— What to produce —
In the data from the line containing "the white sky" through the end, switch "white arrow on map" to "white arrow on sign" and give those lines again with nothing else changed.

>> begin Exercise materials

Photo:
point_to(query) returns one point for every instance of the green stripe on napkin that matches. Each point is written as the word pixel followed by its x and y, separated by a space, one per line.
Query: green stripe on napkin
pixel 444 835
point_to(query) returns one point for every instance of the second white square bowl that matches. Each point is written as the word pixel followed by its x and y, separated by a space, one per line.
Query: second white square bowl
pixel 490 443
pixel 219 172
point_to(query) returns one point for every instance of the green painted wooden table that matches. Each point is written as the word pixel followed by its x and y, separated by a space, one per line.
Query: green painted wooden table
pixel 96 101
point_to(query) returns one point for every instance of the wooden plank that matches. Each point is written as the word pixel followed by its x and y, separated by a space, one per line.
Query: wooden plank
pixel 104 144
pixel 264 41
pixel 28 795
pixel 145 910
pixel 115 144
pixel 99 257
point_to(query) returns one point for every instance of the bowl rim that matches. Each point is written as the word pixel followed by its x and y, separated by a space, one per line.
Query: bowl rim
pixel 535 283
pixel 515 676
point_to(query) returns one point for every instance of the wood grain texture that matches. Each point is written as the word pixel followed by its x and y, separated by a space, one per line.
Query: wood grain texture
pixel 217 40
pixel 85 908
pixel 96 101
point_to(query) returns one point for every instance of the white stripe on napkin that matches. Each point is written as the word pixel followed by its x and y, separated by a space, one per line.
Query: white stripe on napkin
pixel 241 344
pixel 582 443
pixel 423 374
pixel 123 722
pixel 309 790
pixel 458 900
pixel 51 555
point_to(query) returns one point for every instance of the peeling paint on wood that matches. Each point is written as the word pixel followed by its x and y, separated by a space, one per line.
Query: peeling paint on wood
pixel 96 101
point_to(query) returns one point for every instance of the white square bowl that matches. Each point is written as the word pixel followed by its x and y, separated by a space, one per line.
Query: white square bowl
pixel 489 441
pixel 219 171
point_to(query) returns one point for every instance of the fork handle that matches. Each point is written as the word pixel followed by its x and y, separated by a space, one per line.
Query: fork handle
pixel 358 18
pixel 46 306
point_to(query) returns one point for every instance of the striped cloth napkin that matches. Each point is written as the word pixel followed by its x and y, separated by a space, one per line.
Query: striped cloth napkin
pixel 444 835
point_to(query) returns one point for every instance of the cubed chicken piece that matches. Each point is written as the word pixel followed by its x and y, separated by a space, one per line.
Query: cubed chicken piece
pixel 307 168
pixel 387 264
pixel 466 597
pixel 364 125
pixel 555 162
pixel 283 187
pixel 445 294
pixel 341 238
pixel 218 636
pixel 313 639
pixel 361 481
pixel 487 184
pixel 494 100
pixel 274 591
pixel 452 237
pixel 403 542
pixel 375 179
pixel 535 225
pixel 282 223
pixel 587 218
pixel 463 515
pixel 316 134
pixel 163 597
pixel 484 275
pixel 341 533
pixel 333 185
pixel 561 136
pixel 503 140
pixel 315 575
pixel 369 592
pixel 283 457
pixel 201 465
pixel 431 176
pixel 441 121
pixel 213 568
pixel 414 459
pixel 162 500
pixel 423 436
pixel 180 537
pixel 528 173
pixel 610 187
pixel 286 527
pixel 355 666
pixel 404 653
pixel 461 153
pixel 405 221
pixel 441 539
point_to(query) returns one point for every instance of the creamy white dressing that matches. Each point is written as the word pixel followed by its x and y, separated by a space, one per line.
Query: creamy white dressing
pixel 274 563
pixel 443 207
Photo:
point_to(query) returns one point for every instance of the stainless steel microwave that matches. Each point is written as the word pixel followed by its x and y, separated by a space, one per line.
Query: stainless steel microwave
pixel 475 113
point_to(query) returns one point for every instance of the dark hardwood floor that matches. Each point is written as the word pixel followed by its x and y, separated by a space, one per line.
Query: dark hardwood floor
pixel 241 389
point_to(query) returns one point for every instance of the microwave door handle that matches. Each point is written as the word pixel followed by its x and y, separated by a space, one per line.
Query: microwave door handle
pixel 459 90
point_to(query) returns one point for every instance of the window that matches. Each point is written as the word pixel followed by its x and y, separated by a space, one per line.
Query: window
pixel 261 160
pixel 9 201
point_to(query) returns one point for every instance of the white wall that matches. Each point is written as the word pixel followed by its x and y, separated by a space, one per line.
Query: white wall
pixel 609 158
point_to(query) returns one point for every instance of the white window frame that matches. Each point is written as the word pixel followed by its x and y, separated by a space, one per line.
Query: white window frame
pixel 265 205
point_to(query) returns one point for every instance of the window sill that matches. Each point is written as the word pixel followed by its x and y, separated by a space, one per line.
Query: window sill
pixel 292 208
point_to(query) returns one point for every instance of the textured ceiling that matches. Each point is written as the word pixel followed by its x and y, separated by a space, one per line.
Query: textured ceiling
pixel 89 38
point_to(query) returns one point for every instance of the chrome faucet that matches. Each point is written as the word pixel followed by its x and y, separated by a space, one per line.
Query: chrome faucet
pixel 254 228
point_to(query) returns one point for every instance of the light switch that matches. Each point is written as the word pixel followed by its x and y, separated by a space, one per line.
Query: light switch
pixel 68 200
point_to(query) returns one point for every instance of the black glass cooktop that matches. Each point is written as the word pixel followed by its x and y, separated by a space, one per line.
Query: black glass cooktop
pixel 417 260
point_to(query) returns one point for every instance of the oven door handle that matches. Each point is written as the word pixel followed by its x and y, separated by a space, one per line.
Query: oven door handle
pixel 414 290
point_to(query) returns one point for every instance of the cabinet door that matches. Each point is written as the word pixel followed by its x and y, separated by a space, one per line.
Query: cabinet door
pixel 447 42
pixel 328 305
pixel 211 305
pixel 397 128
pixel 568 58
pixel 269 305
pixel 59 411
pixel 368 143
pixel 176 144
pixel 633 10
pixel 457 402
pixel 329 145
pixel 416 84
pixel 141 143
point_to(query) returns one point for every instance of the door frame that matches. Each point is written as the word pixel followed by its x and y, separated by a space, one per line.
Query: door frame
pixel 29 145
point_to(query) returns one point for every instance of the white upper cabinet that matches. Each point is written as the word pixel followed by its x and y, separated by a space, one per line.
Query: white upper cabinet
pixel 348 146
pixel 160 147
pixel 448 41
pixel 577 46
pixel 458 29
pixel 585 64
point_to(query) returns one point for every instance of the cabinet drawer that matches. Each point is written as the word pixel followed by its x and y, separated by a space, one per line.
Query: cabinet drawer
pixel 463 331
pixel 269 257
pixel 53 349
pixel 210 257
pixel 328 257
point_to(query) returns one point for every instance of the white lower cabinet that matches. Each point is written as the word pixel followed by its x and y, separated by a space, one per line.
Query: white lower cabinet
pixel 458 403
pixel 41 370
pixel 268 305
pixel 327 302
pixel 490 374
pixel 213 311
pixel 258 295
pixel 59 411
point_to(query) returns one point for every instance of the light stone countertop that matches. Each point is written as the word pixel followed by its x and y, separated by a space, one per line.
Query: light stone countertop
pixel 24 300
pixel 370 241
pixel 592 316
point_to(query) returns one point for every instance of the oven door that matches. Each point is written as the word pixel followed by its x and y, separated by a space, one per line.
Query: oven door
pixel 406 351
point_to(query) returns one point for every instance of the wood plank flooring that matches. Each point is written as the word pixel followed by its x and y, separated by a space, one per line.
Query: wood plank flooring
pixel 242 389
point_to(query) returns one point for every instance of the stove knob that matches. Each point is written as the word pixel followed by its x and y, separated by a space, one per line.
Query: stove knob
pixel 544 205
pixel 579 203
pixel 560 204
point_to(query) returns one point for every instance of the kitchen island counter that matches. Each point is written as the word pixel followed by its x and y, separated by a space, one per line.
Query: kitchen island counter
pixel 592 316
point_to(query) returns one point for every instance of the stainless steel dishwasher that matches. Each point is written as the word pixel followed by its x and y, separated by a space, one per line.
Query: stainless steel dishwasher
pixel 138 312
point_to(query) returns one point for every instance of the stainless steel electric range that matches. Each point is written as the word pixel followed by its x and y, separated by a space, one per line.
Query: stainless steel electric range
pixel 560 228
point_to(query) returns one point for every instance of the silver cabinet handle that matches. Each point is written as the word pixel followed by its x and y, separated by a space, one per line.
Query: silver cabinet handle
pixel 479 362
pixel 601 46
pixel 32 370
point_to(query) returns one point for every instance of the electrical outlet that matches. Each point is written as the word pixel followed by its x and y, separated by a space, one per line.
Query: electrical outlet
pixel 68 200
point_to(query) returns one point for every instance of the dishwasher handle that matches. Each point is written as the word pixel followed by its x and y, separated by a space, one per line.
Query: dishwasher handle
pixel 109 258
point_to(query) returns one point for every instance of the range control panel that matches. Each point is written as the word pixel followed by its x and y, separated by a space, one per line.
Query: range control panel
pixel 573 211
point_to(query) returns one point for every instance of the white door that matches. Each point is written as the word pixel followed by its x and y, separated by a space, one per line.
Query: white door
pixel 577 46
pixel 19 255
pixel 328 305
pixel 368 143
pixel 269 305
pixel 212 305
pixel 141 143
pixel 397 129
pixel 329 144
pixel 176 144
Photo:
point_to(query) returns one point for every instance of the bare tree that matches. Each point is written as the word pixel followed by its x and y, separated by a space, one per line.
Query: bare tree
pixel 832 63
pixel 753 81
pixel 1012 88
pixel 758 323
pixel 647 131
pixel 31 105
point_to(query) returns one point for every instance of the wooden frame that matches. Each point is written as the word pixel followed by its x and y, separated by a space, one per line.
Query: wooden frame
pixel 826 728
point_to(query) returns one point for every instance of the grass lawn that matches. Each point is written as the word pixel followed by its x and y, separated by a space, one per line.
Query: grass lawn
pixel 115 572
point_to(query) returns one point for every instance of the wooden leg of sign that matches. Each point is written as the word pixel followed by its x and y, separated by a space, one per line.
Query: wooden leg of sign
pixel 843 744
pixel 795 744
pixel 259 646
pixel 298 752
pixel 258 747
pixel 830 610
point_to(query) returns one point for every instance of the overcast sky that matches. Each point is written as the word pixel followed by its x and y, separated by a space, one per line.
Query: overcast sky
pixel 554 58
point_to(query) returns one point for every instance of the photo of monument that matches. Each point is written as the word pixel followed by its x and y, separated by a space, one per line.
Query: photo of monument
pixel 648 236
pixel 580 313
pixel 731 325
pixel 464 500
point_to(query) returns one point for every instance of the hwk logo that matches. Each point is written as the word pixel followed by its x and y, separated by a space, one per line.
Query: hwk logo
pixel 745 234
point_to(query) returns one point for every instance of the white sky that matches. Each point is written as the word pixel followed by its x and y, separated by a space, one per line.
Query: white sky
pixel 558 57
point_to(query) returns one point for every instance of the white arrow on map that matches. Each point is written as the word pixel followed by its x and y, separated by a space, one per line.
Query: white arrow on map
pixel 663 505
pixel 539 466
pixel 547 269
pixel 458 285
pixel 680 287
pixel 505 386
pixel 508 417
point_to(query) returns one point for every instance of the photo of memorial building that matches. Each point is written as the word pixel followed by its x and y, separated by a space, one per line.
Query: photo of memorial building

>> end Exercise materials

— Worked answer —
point_to(query) returns one point for every instance of the white sky that matches. Each point is written as the word pixel followed by its x and y, separated by a space, one per line.
Query: white sky
pixel 558 57
point_to(query) returns one point for every instance of the white arrow on sign that matches. Each point is written as the word pixel followed by its x and y, separated by a space, one per line.
Query: white arrow on sign
pixel 663 505
pixel 539 466
pixel 547 269
pixel 458 285
pixel 680 287
pixel 505 386
pixel 508 417
point_to(query) returns one point for every instance of the photo of memorial building that matches. Each point is written as the word pixel followed by its x and y, separated by a space, one per line.
Query: photo of memorial building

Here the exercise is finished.